* START *

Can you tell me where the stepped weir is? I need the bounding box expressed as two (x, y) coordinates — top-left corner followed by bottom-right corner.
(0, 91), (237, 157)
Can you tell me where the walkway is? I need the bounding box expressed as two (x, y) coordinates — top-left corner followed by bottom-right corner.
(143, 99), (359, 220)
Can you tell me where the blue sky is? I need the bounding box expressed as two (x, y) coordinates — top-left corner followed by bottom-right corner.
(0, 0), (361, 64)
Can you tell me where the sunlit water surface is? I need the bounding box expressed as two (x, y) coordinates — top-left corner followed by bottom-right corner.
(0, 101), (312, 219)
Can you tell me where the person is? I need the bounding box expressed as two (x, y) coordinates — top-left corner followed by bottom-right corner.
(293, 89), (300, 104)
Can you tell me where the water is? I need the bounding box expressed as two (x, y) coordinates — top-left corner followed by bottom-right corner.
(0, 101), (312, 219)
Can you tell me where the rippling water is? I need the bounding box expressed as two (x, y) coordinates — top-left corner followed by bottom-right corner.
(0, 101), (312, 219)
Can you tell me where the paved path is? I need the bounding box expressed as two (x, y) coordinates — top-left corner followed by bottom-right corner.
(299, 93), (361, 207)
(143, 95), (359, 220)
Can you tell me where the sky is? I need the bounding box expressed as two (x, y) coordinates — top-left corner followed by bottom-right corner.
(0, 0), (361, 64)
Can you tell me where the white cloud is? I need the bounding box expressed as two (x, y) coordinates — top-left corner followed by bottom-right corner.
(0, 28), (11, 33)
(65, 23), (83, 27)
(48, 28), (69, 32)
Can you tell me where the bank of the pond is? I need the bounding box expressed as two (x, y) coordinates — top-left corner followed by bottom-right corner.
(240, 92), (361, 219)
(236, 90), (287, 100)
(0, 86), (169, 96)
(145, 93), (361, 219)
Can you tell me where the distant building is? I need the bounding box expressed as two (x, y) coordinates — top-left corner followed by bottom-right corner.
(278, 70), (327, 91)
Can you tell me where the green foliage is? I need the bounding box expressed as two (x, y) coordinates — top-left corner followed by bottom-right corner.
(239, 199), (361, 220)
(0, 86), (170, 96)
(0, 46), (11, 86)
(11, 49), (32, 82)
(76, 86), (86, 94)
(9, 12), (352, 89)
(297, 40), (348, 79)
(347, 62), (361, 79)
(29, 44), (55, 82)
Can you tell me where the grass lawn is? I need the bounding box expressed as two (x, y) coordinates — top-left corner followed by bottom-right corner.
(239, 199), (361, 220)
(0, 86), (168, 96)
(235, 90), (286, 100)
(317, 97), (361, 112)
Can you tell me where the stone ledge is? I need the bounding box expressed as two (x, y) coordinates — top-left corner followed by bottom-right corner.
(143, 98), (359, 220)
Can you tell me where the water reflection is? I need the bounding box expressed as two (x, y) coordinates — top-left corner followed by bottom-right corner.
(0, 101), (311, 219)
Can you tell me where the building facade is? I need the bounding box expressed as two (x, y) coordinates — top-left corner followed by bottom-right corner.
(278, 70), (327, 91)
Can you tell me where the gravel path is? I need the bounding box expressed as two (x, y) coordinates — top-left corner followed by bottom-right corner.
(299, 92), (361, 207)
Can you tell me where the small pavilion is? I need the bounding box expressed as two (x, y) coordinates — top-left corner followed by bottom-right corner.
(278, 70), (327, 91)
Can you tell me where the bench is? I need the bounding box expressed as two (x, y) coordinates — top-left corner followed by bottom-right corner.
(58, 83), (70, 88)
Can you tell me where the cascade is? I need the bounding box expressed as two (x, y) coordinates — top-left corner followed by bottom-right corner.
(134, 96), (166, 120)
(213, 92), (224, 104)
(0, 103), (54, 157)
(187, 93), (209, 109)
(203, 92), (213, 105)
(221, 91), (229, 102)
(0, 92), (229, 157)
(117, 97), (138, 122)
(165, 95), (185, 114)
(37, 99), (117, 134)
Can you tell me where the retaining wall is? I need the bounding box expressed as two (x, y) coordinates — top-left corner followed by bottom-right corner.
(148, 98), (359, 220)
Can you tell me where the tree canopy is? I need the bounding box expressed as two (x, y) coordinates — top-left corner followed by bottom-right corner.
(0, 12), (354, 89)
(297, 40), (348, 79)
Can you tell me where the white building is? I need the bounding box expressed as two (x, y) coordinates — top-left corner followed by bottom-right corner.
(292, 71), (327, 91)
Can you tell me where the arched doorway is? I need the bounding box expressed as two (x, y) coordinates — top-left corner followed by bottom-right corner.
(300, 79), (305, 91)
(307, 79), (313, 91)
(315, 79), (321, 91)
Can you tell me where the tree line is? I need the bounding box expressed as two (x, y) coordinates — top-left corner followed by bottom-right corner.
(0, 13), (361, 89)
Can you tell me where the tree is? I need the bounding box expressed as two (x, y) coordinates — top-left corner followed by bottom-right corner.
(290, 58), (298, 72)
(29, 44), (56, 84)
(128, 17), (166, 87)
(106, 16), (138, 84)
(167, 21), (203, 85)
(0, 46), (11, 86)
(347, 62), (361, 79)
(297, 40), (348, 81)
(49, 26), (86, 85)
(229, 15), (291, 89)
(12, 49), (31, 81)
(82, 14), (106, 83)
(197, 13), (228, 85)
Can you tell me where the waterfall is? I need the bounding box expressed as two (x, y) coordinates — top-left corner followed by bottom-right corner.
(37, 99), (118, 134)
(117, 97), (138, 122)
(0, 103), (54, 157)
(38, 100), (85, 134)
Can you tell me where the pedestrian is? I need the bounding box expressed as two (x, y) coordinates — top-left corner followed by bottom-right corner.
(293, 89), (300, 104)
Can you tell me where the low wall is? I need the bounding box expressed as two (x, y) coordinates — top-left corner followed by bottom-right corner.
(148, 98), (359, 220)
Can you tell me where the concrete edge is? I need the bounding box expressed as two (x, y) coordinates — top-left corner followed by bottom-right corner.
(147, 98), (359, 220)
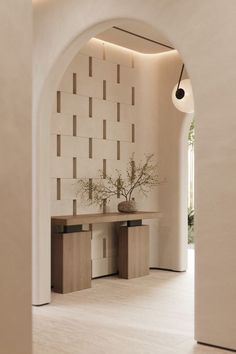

* END *

WHAT IS ASKED →
Return the data unchanged, beginning with the line that contains "Can you tell me where the small" and continuing through the line that contains "(58, 83), (70, 88)", both included.

ANSWER BELOW →
Can you tell me where the small pavilion is? I need the bounding box expressed as two (x, y) coordinates — top-left corner followed by bottom-right corner.
(278, 70), (327, 91)
Can you tell me where the bench is? I need the bounding box expressed as two (x, y) coordinates — top-left corner followed by bottom-right corner.
(58, 83), (70, 88)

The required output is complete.